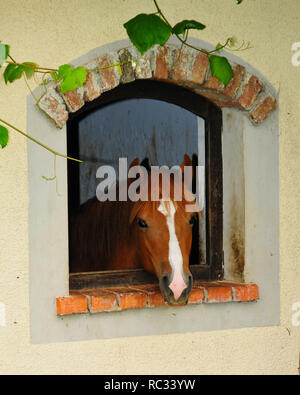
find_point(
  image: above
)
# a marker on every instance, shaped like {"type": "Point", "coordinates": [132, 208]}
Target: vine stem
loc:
{"type": "Point", "coordinates": [183, 41]}
{"type": "Point", "coordinates": [39, 143]}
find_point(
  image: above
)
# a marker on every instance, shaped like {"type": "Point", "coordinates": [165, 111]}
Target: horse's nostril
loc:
{"type": "Point", "coordinates": [165, 280]}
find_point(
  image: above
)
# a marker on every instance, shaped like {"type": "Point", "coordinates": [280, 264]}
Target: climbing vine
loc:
{"type": "Point", "coordinates": [144, 31]}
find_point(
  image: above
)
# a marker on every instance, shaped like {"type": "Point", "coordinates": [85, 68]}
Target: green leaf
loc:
{"type": "Point", "coordinates": [54, 76]}
{"type": "Point", "coordinates": [3, 136]}
{"type": "Point", "coordinates": [220, 68]}
{"type": "Point", "coordinates": [29, 68]}
{"type": "Point", "coordinates": [181, 27]}
{"type": "Point", "coordinates": [15, 71]}
{"type": "Point", "coordinates": [4, 52]}
{"type": "Point", "coordinates": [146, 30]}
{"type": "Point", "coordinates": [219, 47]}
{"type": "Point", "coordinates": [71, 78]}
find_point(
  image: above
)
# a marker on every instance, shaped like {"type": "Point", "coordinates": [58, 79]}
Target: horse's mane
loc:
{"type": "Point", "coordinates": [100, 229]}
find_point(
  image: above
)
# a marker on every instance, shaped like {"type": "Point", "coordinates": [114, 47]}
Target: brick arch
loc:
{"type": "Point", "coordinates": [187, 67]}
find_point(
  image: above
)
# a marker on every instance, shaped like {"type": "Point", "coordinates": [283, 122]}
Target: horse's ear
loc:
{"type": "Point", "coordinates": [186, 162]}
{"type": "Point", "coordinates": [135, 162]}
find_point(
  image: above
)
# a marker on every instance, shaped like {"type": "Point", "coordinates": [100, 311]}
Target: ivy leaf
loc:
{"type": "Point", "coordinates": [3, 136]}
{"type": "Point", "coordinates": [15, 71]}
{"type": "Point", "coordinates": [72, 78]}
{"type": "Point", "coordinates": [54, 76]}
{"type": "Point", "coordinates": [4, 52]}
{"type": "Point", "coordinates": [181, 27]}
{"type": "Point", "coordinates": [29, 68]}
{"type": "Point", "coordinates": [146, 30]}
{"type": "Point", "coordinates": [219, 47]}
{"type": "Point", "coordinates": [220, 68]}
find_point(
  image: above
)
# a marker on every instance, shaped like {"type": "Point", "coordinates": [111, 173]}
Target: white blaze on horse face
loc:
{"type": "Point", "coordinates": [175, 255]}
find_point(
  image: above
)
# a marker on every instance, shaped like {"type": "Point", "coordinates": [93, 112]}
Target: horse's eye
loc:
{"type": "Point", "coordinates": [192, 219]}
{"type": "Point", "coordinates": [142, 223]}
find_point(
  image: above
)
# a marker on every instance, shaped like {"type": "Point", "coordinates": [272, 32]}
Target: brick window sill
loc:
{"type": "Point", "coordinates": [149, 296]}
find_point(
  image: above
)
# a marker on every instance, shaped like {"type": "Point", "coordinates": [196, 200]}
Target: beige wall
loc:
{"type": "Point", "coordinates": [51, 33]}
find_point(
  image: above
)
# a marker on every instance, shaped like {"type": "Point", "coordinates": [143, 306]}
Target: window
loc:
{"type": "Point", "coordinates": [201, 139]}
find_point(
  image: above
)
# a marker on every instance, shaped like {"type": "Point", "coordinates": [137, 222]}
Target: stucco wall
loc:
{"type": "Point", "coordinates": [54, 32]}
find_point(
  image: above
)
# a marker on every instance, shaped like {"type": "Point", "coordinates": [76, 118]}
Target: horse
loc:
{"type": "Point", "coordinates": [154, 235]}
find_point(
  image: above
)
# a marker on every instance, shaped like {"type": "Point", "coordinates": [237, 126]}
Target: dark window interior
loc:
{"type": "Point", "coordinates": [119, 105]}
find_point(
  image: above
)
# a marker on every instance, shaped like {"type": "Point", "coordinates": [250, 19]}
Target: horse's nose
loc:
{"type": "Point", "coordinates": [164, 287]}
{"type": "Point", "coordinates": [176, 295]}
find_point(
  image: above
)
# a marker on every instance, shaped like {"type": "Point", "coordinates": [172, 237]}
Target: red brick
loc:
{"type": "Point", "coordinates": [213, 83]}
{"type": "Point", "coordinates": [246, 292]}
{"type": "Point", "coordinates": [74, 99]}
{"type": "Point", "coordinates": [71, 305]}
{"type": "Point", "coordinates": [218, 294]}
{"type": "Point", "coordinates": [211, 95]}
{"type": "Point", "coordinates": [54, 107]}
{"type": "Point", "coordinates": [143, 69]}
{"type": "Point", "coordinates": [91, 88]}
{"type": "Point", "coordinates": [199, 70]}
{"type": "Point", "coordinates": [261, 112]}
{"type": "Point", "coordinates": [233, 85]}
{"type": "Point", "coordinates": [132, 300]}
{"type": "Point", "coordinates": [180, 66]}
{"type": "Point", "coordinates": [110, 77]}
{"type": "Point", "coordinates": [250, 92]}
{"type": "Point", "coordinates": [162, 66]}
{"type": "Point", "coordinates": [129, 298]}
{"type": "Point", "coordinates": [101, 301]}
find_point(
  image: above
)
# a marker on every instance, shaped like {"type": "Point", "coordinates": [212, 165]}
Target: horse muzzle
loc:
{"type": "Point", "coordinates": [168, 294]}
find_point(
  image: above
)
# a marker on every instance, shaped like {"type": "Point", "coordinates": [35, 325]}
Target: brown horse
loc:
{"type": "Point", "coordinates": [154, 235]}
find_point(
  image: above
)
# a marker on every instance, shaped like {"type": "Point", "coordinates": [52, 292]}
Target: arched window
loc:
{"type": "Point", "coordinates": [160, 122]}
####################
- Written instruction -
Pick out each line of the data above that contains the word "wall", and copy those lines unchanged.

- Answer -
Target: beige wall
Target: stucco wall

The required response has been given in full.